The year 2022 was another extremely difficult year for the people of Afghanistan, as the country grappled with the compound effects of an ever-greater humanitarian emergency, profound economic crisis, political isolation, natural disasters, environmental shocks, and progressive rollback of human rights, especially for women and girls. The situation of ordinary Afghans deteriorated further and many of the economic, social and development gains made on the path toward the Sustainable Development Goals over the past two decades are being lost as a result.
This Annual Results Report presents the work of the United Nations for the people of Afghanistan in 2022. In the absence of an internationally recognized government, no approved framework of cooperation, international sanctions and a sudden halt to development funding on which the economy depended, the United Nations developed and implemented the Transitional Engagement Framework to guide our joint efforts to deliver lifesaving assistance to the people of Afghanistan in 2022. The three outcomes at the centre of the framework – saving lives, protecting livelihoods, and strengthening systems – reflect our commitment to the Afghan people even in these most difficult and unpredictable circumstances.
With 24.4 million people in need of humanitarian assistance and more than 9 in 10 living in poverty, the country is in the midst of a crisis on an unprecedented scale. With the support of donors, and the invaluable work of our partners on the ground, our response reached tens of millions of people across all provinces of Afghanistan with emergency food security, nutrition, healthcare, mine action, shelter, education, and protection services, and with support for families to survive and rebuild their livelihoods.
Our work in Afghanistan is not an endorsement of the mounting restrictions on human rights – and especially the rights of women – placed by the de facto authorities. The decision to effectively confine women to the home with a ban on girls accessing secondary and higher education, a ban on working in the non-governmental and other sectors, limitations on dress, free movement, and participation in public life are utterly unacceptable and will have huge adverse repercussions for the Afghan people, development, and economy. We will continue to advocate by all means possible for the immediate lifting of these restrictions, as well as those quelling dissent, shrinking civic space and limiting individual freedoms.

(Dataset records)
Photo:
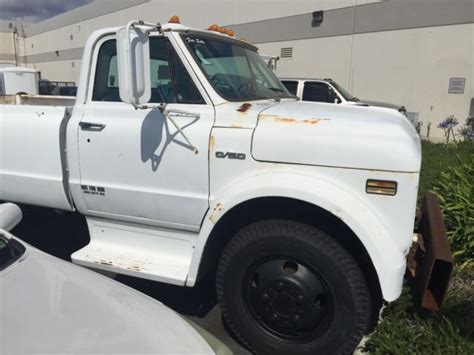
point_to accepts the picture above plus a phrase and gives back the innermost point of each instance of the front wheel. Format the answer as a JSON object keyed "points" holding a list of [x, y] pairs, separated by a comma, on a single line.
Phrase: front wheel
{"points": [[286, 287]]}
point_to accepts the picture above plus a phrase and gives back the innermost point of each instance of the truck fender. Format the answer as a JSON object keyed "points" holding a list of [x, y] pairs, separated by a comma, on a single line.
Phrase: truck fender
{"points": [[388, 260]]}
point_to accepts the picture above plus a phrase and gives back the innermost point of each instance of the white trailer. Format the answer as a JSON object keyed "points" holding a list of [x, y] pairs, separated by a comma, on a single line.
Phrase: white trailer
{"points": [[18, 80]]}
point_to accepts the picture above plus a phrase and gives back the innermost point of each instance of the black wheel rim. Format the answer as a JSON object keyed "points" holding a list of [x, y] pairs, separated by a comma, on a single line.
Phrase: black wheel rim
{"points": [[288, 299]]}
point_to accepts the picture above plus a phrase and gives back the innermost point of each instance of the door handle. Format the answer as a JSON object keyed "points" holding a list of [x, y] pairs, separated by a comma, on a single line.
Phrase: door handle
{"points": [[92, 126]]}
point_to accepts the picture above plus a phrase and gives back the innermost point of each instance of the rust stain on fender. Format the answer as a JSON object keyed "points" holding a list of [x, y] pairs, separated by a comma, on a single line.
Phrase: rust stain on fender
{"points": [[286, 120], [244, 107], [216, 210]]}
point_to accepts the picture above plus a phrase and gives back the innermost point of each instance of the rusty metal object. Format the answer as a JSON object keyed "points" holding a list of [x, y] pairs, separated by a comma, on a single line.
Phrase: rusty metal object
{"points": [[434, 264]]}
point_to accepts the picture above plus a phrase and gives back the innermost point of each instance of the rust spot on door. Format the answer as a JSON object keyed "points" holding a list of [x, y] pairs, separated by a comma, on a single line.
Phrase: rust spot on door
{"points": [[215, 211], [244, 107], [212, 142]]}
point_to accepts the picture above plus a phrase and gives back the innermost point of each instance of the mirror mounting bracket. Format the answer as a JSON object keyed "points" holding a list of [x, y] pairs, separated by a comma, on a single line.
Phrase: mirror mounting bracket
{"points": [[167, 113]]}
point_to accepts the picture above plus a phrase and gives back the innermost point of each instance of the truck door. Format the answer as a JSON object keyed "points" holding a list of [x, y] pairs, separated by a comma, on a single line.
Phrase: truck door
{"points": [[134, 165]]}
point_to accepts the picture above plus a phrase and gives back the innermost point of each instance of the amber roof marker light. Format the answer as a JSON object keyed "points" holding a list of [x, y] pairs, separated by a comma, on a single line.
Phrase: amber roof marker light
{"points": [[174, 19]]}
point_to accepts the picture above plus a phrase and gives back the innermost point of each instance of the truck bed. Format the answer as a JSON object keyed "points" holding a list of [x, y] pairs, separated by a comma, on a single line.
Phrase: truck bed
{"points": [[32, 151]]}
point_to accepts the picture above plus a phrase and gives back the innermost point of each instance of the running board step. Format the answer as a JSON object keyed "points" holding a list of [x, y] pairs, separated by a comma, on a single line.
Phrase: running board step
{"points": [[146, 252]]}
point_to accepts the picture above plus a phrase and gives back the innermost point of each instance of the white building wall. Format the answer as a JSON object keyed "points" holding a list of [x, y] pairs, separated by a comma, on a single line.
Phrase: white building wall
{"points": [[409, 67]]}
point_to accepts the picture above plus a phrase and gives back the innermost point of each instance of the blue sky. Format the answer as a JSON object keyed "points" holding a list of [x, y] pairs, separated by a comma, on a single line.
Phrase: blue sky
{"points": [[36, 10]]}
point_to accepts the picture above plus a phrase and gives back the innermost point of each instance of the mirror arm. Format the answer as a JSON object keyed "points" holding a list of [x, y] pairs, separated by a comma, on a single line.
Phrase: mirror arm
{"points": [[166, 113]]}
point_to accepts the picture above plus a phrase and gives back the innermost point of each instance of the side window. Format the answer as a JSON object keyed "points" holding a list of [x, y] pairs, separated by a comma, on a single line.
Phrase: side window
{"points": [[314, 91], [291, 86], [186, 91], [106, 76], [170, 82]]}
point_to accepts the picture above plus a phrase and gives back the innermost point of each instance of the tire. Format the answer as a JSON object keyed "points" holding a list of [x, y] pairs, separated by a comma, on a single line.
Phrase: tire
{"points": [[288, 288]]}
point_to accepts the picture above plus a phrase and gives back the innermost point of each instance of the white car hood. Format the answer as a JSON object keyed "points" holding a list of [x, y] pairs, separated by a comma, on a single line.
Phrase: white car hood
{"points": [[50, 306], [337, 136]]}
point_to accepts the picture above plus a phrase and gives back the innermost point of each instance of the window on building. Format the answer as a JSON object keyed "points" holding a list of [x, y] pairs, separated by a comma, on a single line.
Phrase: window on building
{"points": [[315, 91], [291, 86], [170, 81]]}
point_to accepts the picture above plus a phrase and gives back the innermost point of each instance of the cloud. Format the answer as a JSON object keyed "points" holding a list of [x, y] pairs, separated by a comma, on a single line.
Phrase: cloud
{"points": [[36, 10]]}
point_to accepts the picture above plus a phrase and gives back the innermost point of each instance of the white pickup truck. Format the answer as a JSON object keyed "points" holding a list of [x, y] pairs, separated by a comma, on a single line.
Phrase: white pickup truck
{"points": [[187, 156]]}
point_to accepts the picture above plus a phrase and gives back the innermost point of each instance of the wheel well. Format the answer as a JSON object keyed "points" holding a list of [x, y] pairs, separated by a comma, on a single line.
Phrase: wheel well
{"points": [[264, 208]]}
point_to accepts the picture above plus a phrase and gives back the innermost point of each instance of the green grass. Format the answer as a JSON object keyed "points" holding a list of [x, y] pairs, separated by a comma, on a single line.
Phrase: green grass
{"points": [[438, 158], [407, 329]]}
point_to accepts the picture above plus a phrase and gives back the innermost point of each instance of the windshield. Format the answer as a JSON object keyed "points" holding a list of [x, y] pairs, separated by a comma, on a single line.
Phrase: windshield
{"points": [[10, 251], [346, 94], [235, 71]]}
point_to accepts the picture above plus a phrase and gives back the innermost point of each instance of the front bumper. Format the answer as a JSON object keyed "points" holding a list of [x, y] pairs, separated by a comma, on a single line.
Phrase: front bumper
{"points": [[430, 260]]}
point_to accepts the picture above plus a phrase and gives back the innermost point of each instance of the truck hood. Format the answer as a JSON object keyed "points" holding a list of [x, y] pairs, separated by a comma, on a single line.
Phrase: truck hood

» **REQUIRED WORK**:
**a.** Pick out each line of the records containing the word "trailer" and copy it.
**b.** Write the next part of the report on the United Nations' 2022 work in Afghanistan, picking up after its last paragraph.
These records are unrelated to the report on the United Nations' 2022 work in Afghanistan.

» **ANSWERS TO THE TASKS**:
**a.**
point_to accepts the picture above plus a phrase and gives back the innermost point of each instance of the white trailer. Format the answer as a JSON object keyed "points" holding a list of [x, y] pairs, separated by a comma, on a single line.
Phrase: white trailer

**b.**
The challenges this year have shown us what is possible when we come together for the people of Afghanistan. I am grateful for the support of the international community and proud of the way the United Nations has responded to the rapidly changing circumstances – our determination to continue, to stay and deliver, to leave no one behind. Together, we stepped up to the challenge by delivering a major humanitarian response complemented by basic human needs assistance; we continuously reviewed needs and found innovative ways to overcome obstacles to reach the most vulnerable.
When I visited remote communities affected by earthquakes or drought and talked to people who have been displaced all over Afghanistan, I witnessed enormous appreciation of our assistance – providing relief, restoring housing, and restarting livelihoods. And, in every village I visited, the call for support for education and health services for all, and especially for girls, could not have been louder.
Thanks to the generous contributions of our donors and with the substantial support of our partners, the United Nations directly reached more than 22.9 million people – over half of the population – with essential services and humanitarian assistance, effectively preventing critical services from collapsing in the wake of the Taliban takeover of power in August 2021.
We will not stop there. With the trust placed in us comes responsibility not only to continue to deliver humanitarian aid but also to meet the basic needs of the Afghan people, support their development, and use our platform to advocate for their rights. The challenges have been extraordinary but our commitment to the people of Afghanistan will not waver. That is why we continue to hold dialogue with the de facto authorities, to open up access, challenge restrictions, overcome obstacles, support economic recovery, and find areas of joint interest to change the lives of Afghans for the better.
We are counting on your support.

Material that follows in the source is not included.